WHAT YOU WILL DO: Please find every line in the listing below that contains the word "mask", and copy each of those lines in full.

GIVEN ENTRIES:

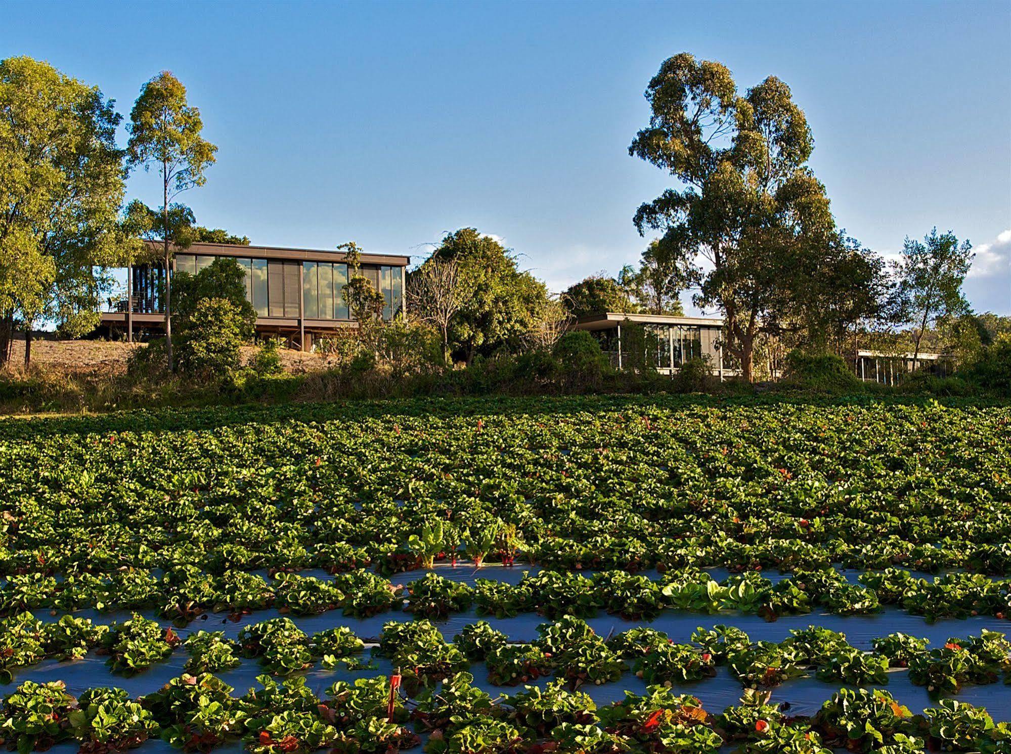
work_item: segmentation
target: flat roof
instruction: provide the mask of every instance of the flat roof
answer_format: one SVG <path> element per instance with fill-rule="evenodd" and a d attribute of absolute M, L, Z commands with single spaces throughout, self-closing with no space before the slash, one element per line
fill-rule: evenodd
<path fill-rule="evenodd" d="M 913 354 L 911 352 L 895 354 L 890 351 L 858 350 L 856 352 L 856 355 L 875 359 L 908 359 L 909 361 L 913 360 Z M 922 351 L 916 356 L 917 361 L 937 361 L 938 359 L 950 359 L 950 358 L 951 358 L 950 354 L 932 354 L 929 352 L 922 352 Z"/>
<path fill-rule="evenodd" d="M 638 322 L 641 324 L 682 324 L 687 326 L 722 327 L 722 317 L 677 316 L 675 314 L 626 314 L 620 311 L 605 311 L 600 314 L 586 314 L 575 320 L 573 326 L 579 329 L 610 329 L 622 322 Z"/>
<path fill-rule="evenodd" d="M 157 241 L 147 242 L 149 247 L 161 249 L 162 244 Z M 238 244 L 191 244 L 186 249 L 179 249 L 177 254 L 206 254 L 212 257 L 256 257 L 257 259 L 283 259 L 301 262 L 343 262 L 347 254 L 336 249 L 295 249 L 292 247 L 277 246 L 240 246 Z M 361 254 L 362 264 L 366 265 L 391 265 L 393 267 L 406 267 L 410 263 L 410 257 L 398 254 Z"/>

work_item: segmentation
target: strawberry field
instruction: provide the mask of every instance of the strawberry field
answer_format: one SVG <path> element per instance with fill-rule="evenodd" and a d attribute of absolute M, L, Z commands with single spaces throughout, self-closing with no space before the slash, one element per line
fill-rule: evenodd
<path fill-rule="evenodd" d="M 1011 751 L 1011 406 L 0 421 L 21 752 Z"/>

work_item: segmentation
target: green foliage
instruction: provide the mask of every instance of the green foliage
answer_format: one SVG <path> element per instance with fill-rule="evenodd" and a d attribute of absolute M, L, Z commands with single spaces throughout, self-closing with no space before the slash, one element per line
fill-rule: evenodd
<path fill-rule="evenodd" d="M 584 384 L 600 382 L 608 368 L 608 357 L 601 351 L 601 344 L 584 329 L 573 329 L 563 335 L 555 344 L 553 353 L 561 368 Z"/>
<path fill-rule="evenodd" d="M 173 281 L 176 291 L 174 315 L 182 322 L 193 316 L 200 301 L 220 298 L 239 310 L 245 323 L 243 336 L 253 337 L 256 309 L 246 297 L 246 273 L 234 259 L 217 257 L 196 275 L 179 272 L 173 276 Z"/>
<path fill-rule="evenodd" d="M 179 333 L 179 367 L 193 375 L 225 375 L 240 366 L 246 342 L 242 311 L 223 298 L 203 298 Z"/>
<path fill-rule="evenodd" d="M 831 393 L 857 392 L 860 381 L 845 361 L 835 354 L 787 354 L 787 379 L 808 390 Z"/>
<path fill-rule="evenodd" d="M 196 225 L 191 228 L 193 244 L 228 244 L 231 246 L 249 246 L 247 235 L 235 235 L 220 227 L 204 227 Z"/>
<path fill-rule="evenodd" d="M 192 213 L 171 200 L 183 191 L 202 186 L 207 179 L 204 171 L 214 164 L 217 148 L 203 138 L 200 110 L 189 104 L 186 87 L 169 71 L 155 76 L 141 89 L 141 95 L 130 110 L 126 126 L 126 164 L 145 171 L 155 166 L 162 184 L 161 240 L 163 264 L 170 268 L 172 245 L 183 246 L 192 241 Z M 180 215 L 173 219 L 173 213 Z M 151 212 L 148 213 L 149 215 Z M 148 222 L 149 229 L 155 226 Z M 169 369 L 174 368 L 172 353 L 172 276 L 166 278 L 164 291 L 165 344 Z"/>
<path fill-rule="evenodd" d="M 76 706 L 63 681 L 27 680 L 3 701 L 0 738 L 19 754 L 45 751 L 70 737 L 70 713 Z"/>
<path fill-rule="evenodd" d="M 713 365 L 705 357 L 687 359 L 677 368 L 674 385 L 678 392 L 706 392 L 713 384 Z"/>
<path fill-rule="evenodd" d="M 959 246 L 951 230 L 938 234 L 935 227 L 922 243 L 906 239 L 902 256 L 894 264 L 898 280 L 896 316 L 915 327 L 914 354 L 919 354 L 928 326 L 939 318 L 969 312 L 961 284 L 975 256 L 973 245 L 966 241 Z"/>
<path fill-rule="evenodd" d="M 447 235 L 434 260 L 456 260 L 464 299 L 450 324 L 450 340 L 467 363 L 478 354 L 516 348 L 547 303 L 544 283 L 520 271 L 501 244 L 472 227 Z"/>
<path fill-rule="evenodd" d="M 98 87 L 28 57 L 0 60 L 0 364 L 16 322 L 83 335 L 116 264 L 121 117 Z"/>
<path fill-rule="evenodd" d="M 989 390 L 1011 395 L 1011 335 L 999 335 L 985 346 L 966 370 L 966 377 Z"/>
<path fill-rule="evenodd" d="M 663 232 L 651 255 L 665 279 L 697 287 L 698 305 L 723 311 L 724 348 L 746 381 L 760 334 L 810 319 L 826 301 L 835 326 L 878 308 L 854 306 L 852 261 L 870 255 L 835 228 L 790 87 L 770 76 L 741 96 L 725 66 L 682 53 L 664 61 L 646 99 L 652 116 L 629 154 L 684 188 L 640 206 L 634 222 L 640 233 Z M 881 278 L 880 264 L 866 267 Z"/>
<path fill-rule="evenodd" d="M 156 662 L 168 659 L 181 640 L 172 629 L 162 629 L 157 621 L 133 614 L 121 624 L 113 624 L 102 637 L 108 652 L 107 664 L 115 673 L 134 675 Z"/>
<path fill-rule="evenodd" d="M 569 316 L 575 319 L 608 311 L 628 313 L 638 310 L 627 286 L 603 275 L 590 275 L 570 285 L 562 293 L 562 300 Z"/>
<path fill-rule="evenodd" d="M 121 688 L 89 688 L 70 713 L 71 733 L 84 754 L 140 746 L 158 731 L 151 713 Z"/>
<path fill-rule="evenodd" d="M 253 371 L 260 375 L 281 374 L 284 367 L 281 364 L 281 355 L 278 353 L 280 348 L 280 340 L 265 338 L 253 356 L 253 363 L 250 365 Z"/>

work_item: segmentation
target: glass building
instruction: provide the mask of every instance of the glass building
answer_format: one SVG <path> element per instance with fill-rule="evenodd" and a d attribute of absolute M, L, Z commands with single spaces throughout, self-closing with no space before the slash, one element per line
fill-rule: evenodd
<path fill-rule="evenodd" d="M 246 297 L 257 311 L 258 334 L 280 336 L 307 350 L 313 338 L 357 326 L 345 300 L 345 286 L 353 271 L 343 252 L 193 244 L 175 255 L 173 274 L 196 275 L 221 258 L 234 261 L 245 274 Z M 357 274 L 382 294 L 385 320 L 404 311 L 409 261 L 405 256 L 360 255 Z M 164 265 L 133 266 L 126 271 L 126 279 L 125 290 L 110 298 L 107 311 L 102 312 L 102 324 L 127 329 L 130 335 L 164 328 Z"/>

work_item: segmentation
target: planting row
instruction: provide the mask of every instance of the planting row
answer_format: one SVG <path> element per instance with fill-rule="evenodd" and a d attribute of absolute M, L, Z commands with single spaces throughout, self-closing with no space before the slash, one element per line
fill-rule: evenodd
<path fill-rule="evenodd" d="M 901 568 L 870 571 L 848 582 L 832 568 L 798 570 L 777 582 L 747 571 L 718 581 L 708 572 L 683 567 L 659 579 L 625 571 L 524 572 L 519 583 L 477 579 L 475 585 L 430 571 L 405 586 L 371 571 L 337 574 L 333 580 L 277 573 L 268 584 L 256 574 L 208 574 L 177 566 L 160 578 L 147 569 L 124 569 L 108 578 L 81 574 L 22 574 L 0 588 L 0 616 L 26 609 L 158 609 L 183 624 L 208 611 L 242 612 L 277 607 L 292 615 L 342 609 L 366 618 L 389 609 L 445 618 L 476 606 L 479 615 L 505 618 L 537 611 L 548 617 L 588 618 L 600 609 L 625 619 L 650 621 L 664 609 L 696 612 L 738 610 L 767 621 L 814 609 L 843 616 L 872 614 L 895 604 L 929 621 L 970 616 L 1011 616 L 1011 581 L 980 574 L 948 573 L 932 581 Z"/>
<path fill-rule="evenodd" d="M 525 405 L 0 441 L 0 572 L 1011 573 L 1011 407 Z"/>
<path fill-rule="evenodd" d="M 184 674 L 159 691 L 131 699 L 116 688 L 89 688 L 75 698 L 62 682 L 26 681 L 6 696 L 0 740 L 23 754 L 66 740 L 85 754 L 139 746 L 160 735 L 184 751 L 207 752 L 242 740 L 254 754 L 383 752 L 427 739 L 430 754 L 920 754 L 1007 751 L 1011 730 L 987 713 L 952 699 L 913 715 L 883 690 L 840 689 L 810 718 L 788 717 L 765 694 L 745 692 L 720 714 L 664 686 L 596 709 L 562 682 L 526 686 L 492 698 L 467 673 L 437 688 L 404 695 L 398 676 L 334 683 L 316 696 L 300 676 L 242 697 L 209 673 Z"/>
<path fill-rule="evenodd" d="M 647 683 L 667 686 L 716 675 L 727 665 L 746 688 L 772 687 L 814 670 L 823 681 L 852 685 L 888 683 L 890 667 L 909 668 L 910 680 L 933 694 L 953 693 L 968 683 L 993 683 L 1001 674 L 1011 682 L 1011 643 L 1004 634 L 949 639 L 943 647 L 895 633 L 872 641 L 872 652 L 851 646 L 844 634 L 824 628 L 792 630 L 778 643 L 752 641 L 740 629 L 699 628 L 692 644 L 676 644 L 665 633 L 635 628 L 604 639 L 580 619 L 566 616 L 541 624 L 539 639 L 511 642 L 486 622 L 469 624 L 447 643 L 427 620 L 387 623 L 374 652 L 400 668 L 411 692 L 431 686 L 484 662 L 493 685 L 516 685 L 555 675 L 571 687 L 617 681 L 631 669 Z M 132 675 L 167 660 L 182 644 L 189 653 L 186 670 L 221 672 L 238 667 L 242 658 L 257 658 L 266 672 L 290 675 L 321 661 L 325 669 L 375 668 L 361 656 L 365 642 L 348 628 L 311 636 L 287 618 L 246 627 L 237 640 L 223 632 L 198 631 L 183 642 L 171 628 L 142 616 L 112 626 L 65 616 L 56 623 L 22 614 L 4 622 L 0 633 L 0 679 L 47 658 L 80 659 L 89 650 L 108 655 L 114 673 Z"/>

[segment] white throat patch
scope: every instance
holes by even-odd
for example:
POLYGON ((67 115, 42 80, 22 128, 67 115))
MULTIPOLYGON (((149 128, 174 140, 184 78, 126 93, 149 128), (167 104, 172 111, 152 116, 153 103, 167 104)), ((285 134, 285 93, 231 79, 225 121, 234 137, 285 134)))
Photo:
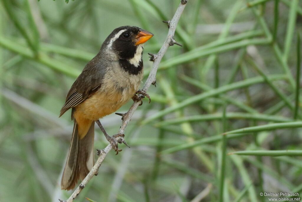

FINISHED EXERCISE:
instruction: provide the mask of every instance of the flat roof
instruction: provide the mask of every instance of the strawberry field
instruction: provide the mask of every instance of the green foliage
instruction: provide the mask of every instance of the glass building
instruction: provide the mask of every instance of the planting row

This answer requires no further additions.